Thread ID 0x20001150 was the idle_thread_s and address 0x8918 took as to: zephyr/subsys/bluetooth/controller/util/memq.c:95

The console output for 1.14 looked like this:

***** Booting Zephyr OS v1.14.0-rc1-1294-g3dea408405fd *****
Starting Scanner/Advertiser Demo
[00:00:00.000,457] <inf> bt_hci_core: HW Platform: Nordic Semiconductor (0x0002)
[00:00:00.000,488] <inf> bt_hci_core: HW Variant: nRF52x (0x0002)
[00:00:00.000,488] <inf> bt_hci_core: Firmware: Standard Bluetooth controller (0x00) Version 1.14 Build 0
[00:00:00.001,007] <inf> bt_hci_core: Identity: fd:47:8b:0c:d9:f1 (random)
[00:00:00.001,007] <inf> bt_hci_core: HCI: version 5.0 (0x09) revision 0x0000, manufacturer 0x05f1
[00:00:00.001,007] <inf> bt_hci_core: LMP: version 5.0 (0x09) subver 0xffff
Bluetooth initialized
***** BUS FAULT *****
  Precise data bus error
  BFAR Address: 0x4f000718
***** Hardware exception *****
Current thread ID = 0x20000398
                              Faulting instruction address = 0x7ea4
Fatal fault in thread 0x20000398! Aborting.
[00:00:52.571,533] <err> bt_ctlr_llsw_ctrl: assert: '!_radio.ticker_id_prepare' failed
***** Kernel OOPS! *****
Current thread ID = 0x20000398
                              Faulting instruction address = 0x6f28
Fatal fault in ISR! Spinning...

address = 0x7ea4 took us to: /zephyr/subsys/bluetooth/controller/ll_sw/ctrl.c:11764

Impact showstopper

Environment (please complete the following information):

I'll add more information tomorrow as we look into it further.

nwsetec commented 5 years ago

@carlescufi

jhedberg commented 5 years ago

This sounds very similar to what we saw at the Junction 2018 hackathon (we had a Bluetooth Mesh task for the teams there). Something happened in the environment that made any Zephyr image start crashing very soon after it started scanning. @laperie @Vudentz FYI

jhedberg commented 5 years ago

@deadprogram FYI - this reminds a lot of what we saw at Junction

cvinayak commented 5 years ago

@nwsetec Does the boards fault just after power up or running boards too fault?

nwsetec commented 5 years ago

@cvinayak running boards fault as well.

It seems like there's a critical threshold of packets being received that triggers a fault in the stack that somehow causes a lot of advertising packets to be created that triggers the issue in other boards.

nwsetec commented 5 years ago

@cvinayak @joerchan Another thing we noticed (that might help reproduce the issue) during the first and the latest occurrence of this issue we used the nRF connect app to scan what was being advertised and there were 1 to 3 Windows laptops Bluetooth advertising (Microsoft Advertising Beacon) at rates of 1ms. Which we thought seemed an unusual rate and strangely coincidental. The first time it happened a colleague was pairing a phone to their laptop at the time.

> _DATASET EXCERPT_:

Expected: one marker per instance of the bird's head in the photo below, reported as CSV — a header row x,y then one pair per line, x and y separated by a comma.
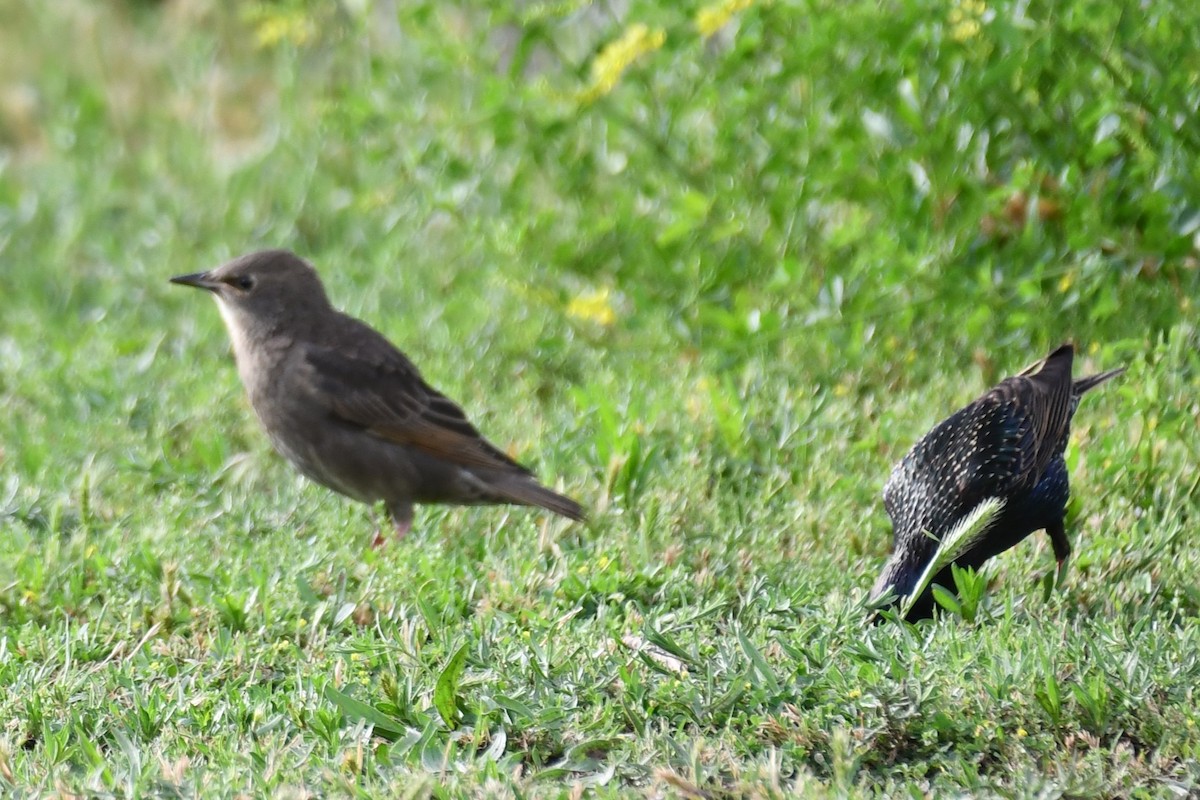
x,y
263,292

> _WORK INSTRUCTIONS_:
A. In the Bluetooth fault thread, at what rate were the Windows laptops seen advertising?
B. Extend the Bluetooth fault thread past its final sentence.
The lines have nothing to do with the text.

> _SET OF ANSWERS_:
A. At rates of 1ms.

B.
DeclanTraill commented 5 years ago

@cvinayak @joerchan @nwsetec I'm not sure if this is a problem, but it looks like it could be: In hci_core.c when scanning is being enabled, in the function start_le_scan(), the scanning parameters are being set using a BT_HCI_OP_LE_SET_SCAN_PARAM command sent by the bt_hci_cmd_send function rather than the bt_hci_cmd_send_sync function; so doesn't this mean that it is not guaranteed that the parameters have been set prior to the scanning function being enabled (via the call to set_le_scan_enable() on the next line)? The actual enable of the scanning via a BT_HCI_OP_LE_SET_SCAN_ENABLE command in that function IS using a bt_hci_cmd_send_sync() call.

What is more, if the parameter function does get executed after the scanning has been enabled (race condition), it would have no effect, as the ll_scan_params_set() function called just returns an error code but doesn't set the parameters if scanning is already enabled when it is called.

What would happen if scanning is started with no parameters set?

cvinayak commented 5 years ago

@jhedberg Is it ok to use bt_hci_cmd_send to set scan params?

jhedberg commented 5 years ago

@DeclanTraill @cvinayak yes, that's fine. Both methods use the same command queue, i.e. the parameters will be sent to the controller no matter what, and the scan_enable will only be sent once the command complete for the parameters comes. So once send_sync() returns for scan_enable it means that both commands have completed, and in the right order.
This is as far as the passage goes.